Stored dataset items:
^^^^^^^^^^^^^^^^

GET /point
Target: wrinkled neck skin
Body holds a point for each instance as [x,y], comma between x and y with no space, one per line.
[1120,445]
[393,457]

^^^^^^^^^^^^^^^^

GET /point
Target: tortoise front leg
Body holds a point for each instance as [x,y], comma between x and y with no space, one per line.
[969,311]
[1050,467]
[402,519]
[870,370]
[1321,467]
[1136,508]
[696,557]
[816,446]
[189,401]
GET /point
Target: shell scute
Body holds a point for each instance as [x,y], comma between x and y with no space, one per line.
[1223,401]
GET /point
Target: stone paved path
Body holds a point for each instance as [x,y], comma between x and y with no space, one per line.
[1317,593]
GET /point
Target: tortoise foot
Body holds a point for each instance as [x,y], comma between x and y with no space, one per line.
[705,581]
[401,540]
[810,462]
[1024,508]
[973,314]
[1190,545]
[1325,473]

^^^^^^^^^^^^^^^^

## TASK TO COMPLETE
Please identify every line in the records above that contains the string "Target" and copy each one out.

## ANSWER
Target: wrinkled neck skin
Target: tortoise front leg
Target: shell scute
Target: stone paved path
Target: tortoise foot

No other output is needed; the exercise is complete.